-- Supplied text --
Unveiling the Potential of Quantization with MXFP4: Strategies for Quantization Error Reduction
Jatin Chhugani, Geonhwa Jeong, Bor-Yiing Su, Yunjie Pan, Hanmei Yang, Aayush Ankit, Jiecao Yu, Summer Deng, Yunqing Chen, Nadathur Satish, Changkyu Kim
TL;DR
This work introduces two software-only techniques, Overflow-Aware Scaling (OAS) and Macro Block Scaling (MBS), that improve MXFP4 quantization fidelity without requiring hardware changes, and re-establish MXFP4 as a practical alternative to NVFP4.

-- Material shown --
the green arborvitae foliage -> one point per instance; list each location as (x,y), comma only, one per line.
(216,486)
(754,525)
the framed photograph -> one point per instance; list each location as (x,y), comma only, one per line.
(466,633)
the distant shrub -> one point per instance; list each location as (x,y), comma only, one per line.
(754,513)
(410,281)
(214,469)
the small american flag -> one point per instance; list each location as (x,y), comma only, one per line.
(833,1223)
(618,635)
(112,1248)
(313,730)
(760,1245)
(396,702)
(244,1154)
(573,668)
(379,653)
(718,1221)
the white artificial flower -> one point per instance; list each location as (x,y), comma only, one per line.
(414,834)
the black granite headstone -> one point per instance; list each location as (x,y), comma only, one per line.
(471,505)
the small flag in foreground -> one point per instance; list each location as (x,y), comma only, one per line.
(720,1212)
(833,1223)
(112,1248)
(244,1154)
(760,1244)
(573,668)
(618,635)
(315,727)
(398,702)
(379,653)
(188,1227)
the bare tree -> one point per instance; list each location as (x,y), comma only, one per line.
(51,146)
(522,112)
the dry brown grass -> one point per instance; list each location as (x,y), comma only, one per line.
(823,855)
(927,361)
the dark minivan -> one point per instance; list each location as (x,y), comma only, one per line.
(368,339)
---
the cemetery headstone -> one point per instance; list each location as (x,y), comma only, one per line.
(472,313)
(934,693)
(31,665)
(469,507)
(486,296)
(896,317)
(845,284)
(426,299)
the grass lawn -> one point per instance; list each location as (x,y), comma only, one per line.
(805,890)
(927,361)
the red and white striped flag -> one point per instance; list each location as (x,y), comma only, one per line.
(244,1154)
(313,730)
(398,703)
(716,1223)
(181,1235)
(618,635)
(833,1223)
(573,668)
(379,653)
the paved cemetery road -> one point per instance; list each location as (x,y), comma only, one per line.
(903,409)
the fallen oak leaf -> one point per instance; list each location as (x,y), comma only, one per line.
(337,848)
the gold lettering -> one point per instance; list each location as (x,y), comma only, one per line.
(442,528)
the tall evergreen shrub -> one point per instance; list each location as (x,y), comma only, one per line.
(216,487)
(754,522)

-- Instructions --
1. Please answer these questions about the MXFP4 quantization text:
(a) What are the two techniques the work introduces?
(b) What format is MXFP4 re-established as a practical alternative to?
(c) According to the title, what do the strategies aim to reduce?
2. Go on with the MXFP4 quantization text from the point where it ends.
The data stands apart from the MXFP4 quantization text.

-- Responses per task --
1.
(a) Overflow-Aware Scaling (OAS) and Macro Block Scaling (MBS)
(b) NVFP4
(c) Quantization error

2.
Abstract
Large Language Models (LLMs) have intensified the need for low-precision formats that enable efficient, large-scale inference. The Open Compute Project (OCP) Microscaling (MX) standard is attractive due to its favorable hardware efficiency, but its 4-bit variant (MXFP4) lags behind NVIDIA's NVFP4 in accuracy, limiting adoption. We introduce two software-only techniques, Overflow-Aware Scaling (OAS) and Macro Block Scaling (MBS), that improve MXFP4 quantization fidelity without requiring hardware changes. OAS reduces overall errors by increasing effective dynamic range under power-of-two block scaling, while MBS allocates higher-precision scaling at a coarser granularity to better preserve outliers. Across multiple LLMs and standard downstream benchmarks, OAS and MBS reduce the end-to-end accuracy gap between MXFP4 and NVFP4 from about 10% to below 1% on average, while incurring modest GEMM overhead (6.2% on average). These results re-establish MXFP4 as a practical alternative to NVFP4, enabling near-NVFP4 accuracy while retaining MX's hardware-efficiency advantages (e.g., 12% relative area savings in tensor cores).